── EXTRACTED ENTRIES ──
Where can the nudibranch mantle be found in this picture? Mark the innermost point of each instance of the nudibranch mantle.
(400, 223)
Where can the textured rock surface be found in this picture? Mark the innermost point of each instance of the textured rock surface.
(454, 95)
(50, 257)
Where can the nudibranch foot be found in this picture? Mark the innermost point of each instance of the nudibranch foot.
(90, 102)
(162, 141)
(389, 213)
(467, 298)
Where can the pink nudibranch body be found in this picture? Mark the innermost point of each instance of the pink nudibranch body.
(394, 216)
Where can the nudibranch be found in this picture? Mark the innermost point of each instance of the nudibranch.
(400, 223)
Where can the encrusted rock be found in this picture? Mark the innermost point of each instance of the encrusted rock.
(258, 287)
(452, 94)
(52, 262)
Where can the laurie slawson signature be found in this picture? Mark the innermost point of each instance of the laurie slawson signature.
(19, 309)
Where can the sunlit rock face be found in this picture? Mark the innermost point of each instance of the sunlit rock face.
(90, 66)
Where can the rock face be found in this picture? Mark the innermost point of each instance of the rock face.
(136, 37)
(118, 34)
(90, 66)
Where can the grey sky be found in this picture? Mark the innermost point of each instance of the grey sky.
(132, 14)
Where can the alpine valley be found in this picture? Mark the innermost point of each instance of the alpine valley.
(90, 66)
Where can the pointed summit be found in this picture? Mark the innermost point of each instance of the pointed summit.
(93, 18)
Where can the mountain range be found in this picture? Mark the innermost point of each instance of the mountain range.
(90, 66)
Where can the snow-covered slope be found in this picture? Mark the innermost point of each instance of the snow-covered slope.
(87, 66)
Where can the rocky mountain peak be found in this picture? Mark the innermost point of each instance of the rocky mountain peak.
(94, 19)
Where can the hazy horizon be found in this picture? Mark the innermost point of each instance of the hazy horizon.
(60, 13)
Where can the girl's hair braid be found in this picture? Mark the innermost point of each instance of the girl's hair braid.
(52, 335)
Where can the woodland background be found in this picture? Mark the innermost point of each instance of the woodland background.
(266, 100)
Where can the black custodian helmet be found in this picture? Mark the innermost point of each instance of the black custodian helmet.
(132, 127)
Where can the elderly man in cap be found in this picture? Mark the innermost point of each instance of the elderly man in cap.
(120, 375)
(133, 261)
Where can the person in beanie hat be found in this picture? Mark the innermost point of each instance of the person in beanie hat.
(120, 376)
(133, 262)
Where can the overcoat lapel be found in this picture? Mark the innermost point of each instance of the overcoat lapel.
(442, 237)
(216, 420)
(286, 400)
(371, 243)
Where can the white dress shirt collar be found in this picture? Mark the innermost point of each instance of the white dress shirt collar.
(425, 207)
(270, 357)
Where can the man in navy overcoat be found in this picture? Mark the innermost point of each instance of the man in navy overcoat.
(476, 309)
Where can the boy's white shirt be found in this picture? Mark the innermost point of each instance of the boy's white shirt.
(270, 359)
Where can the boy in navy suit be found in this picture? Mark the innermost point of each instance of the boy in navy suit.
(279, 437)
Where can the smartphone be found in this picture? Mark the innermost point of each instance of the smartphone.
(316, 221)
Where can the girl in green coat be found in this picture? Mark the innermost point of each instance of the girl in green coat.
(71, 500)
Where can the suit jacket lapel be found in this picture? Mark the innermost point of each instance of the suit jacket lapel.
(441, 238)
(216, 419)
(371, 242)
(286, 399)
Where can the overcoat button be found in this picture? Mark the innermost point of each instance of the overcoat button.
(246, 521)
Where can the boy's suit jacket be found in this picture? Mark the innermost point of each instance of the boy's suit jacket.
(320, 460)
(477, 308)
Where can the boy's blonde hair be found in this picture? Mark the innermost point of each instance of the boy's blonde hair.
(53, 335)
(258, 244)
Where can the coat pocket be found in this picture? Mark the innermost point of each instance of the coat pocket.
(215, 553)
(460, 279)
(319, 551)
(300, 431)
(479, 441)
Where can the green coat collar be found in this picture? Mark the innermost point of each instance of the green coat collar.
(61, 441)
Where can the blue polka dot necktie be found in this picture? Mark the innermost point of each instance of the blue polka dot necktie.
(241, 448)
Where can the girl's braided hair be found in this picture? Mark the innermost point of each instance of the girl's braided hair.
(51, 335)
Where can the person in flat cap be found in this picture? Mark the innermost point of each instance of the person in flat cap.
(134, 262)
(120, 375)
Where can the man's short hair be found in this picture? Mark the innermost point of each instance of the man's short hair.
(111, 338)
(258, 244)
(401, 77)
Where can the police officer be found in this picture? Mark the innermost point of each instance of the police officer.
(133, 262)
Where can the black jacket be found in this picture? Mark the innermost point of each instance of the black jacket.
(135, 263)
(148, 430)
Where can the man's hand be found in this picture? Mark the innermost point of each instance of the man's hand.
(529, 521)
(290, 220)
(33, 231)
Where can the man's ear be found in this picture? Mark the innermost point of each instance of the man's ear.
───
• [EXERCISE DIRECTIONS]
Repeat the entire listing above without changing a word.

• [REPLY TO THE EXERCISE]
Where can the nudibranch mantle be found in this picture? Mark the innermost point of each instance of the nudibranch mantle.
(400, 223)
Where can the textured rock surface be found in this picture? Mark the innermost point of each instance of the textured rock surface.
(454, 95)
(50, 257)
Where can the nudibranch foot be found in this picture? Mark the innermost point of each instance of the nudibranch foot.
(90, 102)
(162, 141)
(389, 213)
(467, 298)
Where can the pink nudibranch body be found in this picture? Mark the innermost point of each instance of the pink nudibranch body.
(394, 216)
Where can the nudibranch be found in this picture? Mark the innermost point of each instance of the nudibranch.
(400, 223)
Where can the encrusted rock be found in this picture? Mark the innermost point of each instance of the encrusted rock.
(258, 287)
(452, 94)
(52, 262)
Where can the laurie slawson signature be found in this picture? Mark the innermost point of each instance of the laurie slawson signature.
(19, 309)
Where can the sunlit rock face be found in this picture? Mark the innermost point of each instance of the sunlit rock face.
(90, 66)
Where can the rock face be found in this picture? Mark the innermost point of each instance of the rock face.
(136, 37)
(118, 34)
(90, 66)
Where can the grey sky be found in this picture? Mark the innermost point of each instance of the grey sky.
(132, 14)
Where can the alpine valley be found in this picture? Mark the innermost point of each instance of the alpine valley.
(90, 66)
Where can the pointed summit be found in this picture? Mark the innermost point of each instance of the pointed summit.
(93, 18)
Where can the mountain range be found in this picture? Mark the innermost point of each instance of the mountain range.
(90, 66)
Where can the snow-covered slope be found in this picture? Mark the innermost point of each instance of the snow-covered slope.
(87, 66)
Where can the rocky mountain peak be found in this picture? Mark the innermost point of each instance of the rocky mountain peak.
(94, 19)
Where can the hazy horizon be found in this picture? Mark the innermost point of each instance of the hazy horizon.
(60, 13)
Where can the girl's hair braid be found in this picture? Mark the innermost point of each instance of the girl's hair braid.
(52, 335)
Where can the woodland background be found in this picture? Mark the innermost point of each instance of the woodland background.
(266, 100)
Where can the black custodian helmet be found in this picture? Mark the innermost point of each instance of the black custodian helmet.
(132, 127)
Where can the elderly man in cap be found in this picture? Mark the innermost point of each instance of the elderly man in cap.
(120, 375)
(133, 261)
Where can the person in beanie hat be found in this picture? Mark the innermost point of each instance of the person in beanie hat.
(120, 376)
(133, 262)
Where can the overcoat lapel be found in this picture? Mark the innermost point of each instance of the overcoat lapel.
(442, 237)
(216, 420)
(286, 400)
(371, 243)
Where can the white dress shirt collar be found in this picture? Mark the innermost point of each instance of the white dress shirt collar.
(425, 207)
(270, 357)
Where can the man in navy overcoat be found in this picture? Mark the innermost point of each instance of the man in navy overcoat.
(476, 309)
Where can the boy's white shirt be found in this picture? Mark the innermost point of each instance of the boy's white shirt.
(270, 359)
Where can the boy in navy suit be found in this picture? Mark the innermost point of each instance of the boy in navy suit.
(279, 437)
Where can the smartphone be found in this picture? Mark the innermost point of each instance of the smartphone.
(316, 221)
Where can the girl in green coat be found in this picture? Mark the innermost point of each instance of the girl in green coat.
(71, 500)
Where can the suit jacket lapel be found in this picture? Mark the innermost point of each instance of the suit jacket lapel.
(441, 238)
(216, 419)
(371, 242)
(286, 399)
Where can the overcoat button be found in this picture? Mark the innermost point of each instance of the overcoat button.
(246, 521)
Where can the boy's suit jacket be found in this picture? Mark the innermost point of each instance of the boy's suit jacket.
(320, 460)
(477, 308)
Where can the boy's blonde hair be found in this picture? Mark the innermost point of each instance of the boy's blonde hair.
(53, 335)
(258, 244)
Where can the coat pocket be found in this picture? Mark the innermost point of each instance of the coat pocket.
(215, 553)
(460, 279)
(319, 551)
(300, 431)
(479, 441)
Where can the green coat collar be found in this picture? Mark the innermost point of each instance of the green coat collar.
(61, 441)
Where can the blue polka dot necktie be found in this picture? Mark the innermost point of each instance of the blue polka dot necktie.
(241, 448)
Where can the girl's braided hair be found in this picture? Mark the innermost point of each instance of the girl's braided hair.
(51, 335)
Where can the person in flat cap be found in this picture? Mark the innermost point of each instance of the person in flat cap.
(134, 262)
(120, 375)
Where can the man's short hair be found in this picture? Mark the innermost point of each instance of the man's short hair.
(111, 338)
(258, 244)
(401, 77)
Where can the police officer be found in this picture? Mark the innermost point of each instance of the police officer.
(133, 262)
Where can the black jacket be found in this picture? Mark the innermost point of each instance of the black jacket.
(135, 263)
(148, 430)
Where can the man's hand be found in this picture? Mark the innermost point of each instance of the man's hand.
(529, 521)
(290, 220)
(33, 231)
Where can the man's ear be found in this picture? Mark the innermost point of each instance of the man's ear.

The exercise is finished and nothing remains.